*DIRECTIONS FOR THIS TASK:* The whole answer is the data below, retyped exactly.

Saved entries
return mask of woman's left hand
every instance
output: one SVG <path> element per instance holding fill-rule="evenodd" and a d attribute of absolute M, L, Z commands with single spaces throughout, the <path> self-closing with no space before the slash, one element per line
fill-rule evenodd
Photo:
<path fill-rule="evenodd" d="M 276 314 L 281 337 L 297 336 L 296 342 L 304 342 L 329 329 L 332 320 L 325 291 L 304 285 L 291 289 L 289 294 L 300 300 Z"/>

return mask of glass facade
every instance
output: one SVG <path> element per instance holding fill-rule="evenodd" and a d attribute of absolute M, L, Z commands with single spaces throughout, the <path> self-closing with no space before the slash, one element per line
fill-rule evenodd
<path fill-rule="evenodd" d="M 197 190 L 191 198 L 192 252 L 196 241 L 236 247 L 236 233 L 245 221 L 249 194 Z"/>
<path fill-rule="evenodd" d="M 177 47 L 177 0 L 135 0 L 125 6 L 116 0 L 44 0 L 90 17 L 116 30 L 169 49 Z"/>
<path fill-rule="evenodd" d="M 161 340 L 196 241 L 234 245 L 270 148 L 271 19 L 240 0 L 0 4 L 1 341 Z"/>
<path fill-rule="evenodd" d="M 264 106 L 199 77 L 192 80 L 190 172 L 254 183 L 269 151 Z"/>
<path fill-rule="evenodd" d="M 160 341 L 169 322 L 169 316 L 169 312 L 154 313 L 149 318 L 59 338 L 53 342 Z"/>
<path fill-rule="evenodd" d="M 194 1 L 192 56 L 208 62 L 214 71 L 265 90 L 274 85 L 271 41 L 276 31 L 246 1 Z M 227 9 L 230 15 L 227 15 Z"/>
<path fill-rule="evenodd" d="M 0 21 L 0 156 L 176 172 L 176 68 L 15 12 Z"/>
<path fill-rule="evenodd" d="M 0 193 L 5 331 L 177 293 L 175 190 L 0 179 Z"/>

*YOUR RESPONSE:*
return mask of woman's left hand
every instance
output: one SVG <path> element per instance holding fill-rule="evenodd" and a d attribute of absolute M, L, Z commands with single spaces throughout, the <path> self-closing with no space before the slash, one element per line
fill-rule evenodd
Photo:
<path fill-rule="evenodd" d="M 276 314 L 281 337 L 297 336 L 296 342 L 304 342 L 329 329 L 332 320 L 325 291 L 304 285 L 291 289 L 289 294 L 300 300 Z"/>

return mask of glass facade
every instance
output: one SVG <path> element per instance holding fill-rule="evenodd" and a d attribute of absolute M, L, Z commands with single spaces throughout, the <path> self-closing with no space before the slash, one element per line
fill-rule evenodd
<path fill-rule="evenodd" d="M 197 190 L 191 198 L 192 252 L 196 241 L 236 247 L 236 233 L 245 221 L 249 194 Z"/>
<path fill-rule="evenodd" d="M 177 47 L 177 0 L 135 0 L 125 6 L 116 0 L 44 0 L 90 17 L 116 30 L 169 49 Z"/>
<path fill-rule="evenodd" d="M 161 340 L 196 241 L 234 245 L 270 148 L 271 19 L 240 0 L 0 4 L 1 341 Z"/>
<path fill-rule="evenodd" d="M 264 106 L 199 77 L 192 80 L 190 172 L 254 183 L 269 151 Z"/>
<path fill-rule="evenodd" d="M 160 341 L 169 322 L 169 316 L 169 312 L 154 313 L 149 318 L 59 338 L 53 342 Z"/>
<path fill-rule="evenodd" d="M 194 1 L 192 56 L 208 62 L 214 71 L 265 90 L 274 85 L 271 41 L 276 31 L 246 1 Z M 227 9 L 230 15 L 227 15 Z"/>
<path fill-rule="evenodd" d="M 0 21 L 0 156 L 176 172 L 176 68 L 15 12 Z"/>
<path fill-rule="evenodd" d="M 0 193 L 5 331 L 177 293 L 175 190 L 0 179 Z"/>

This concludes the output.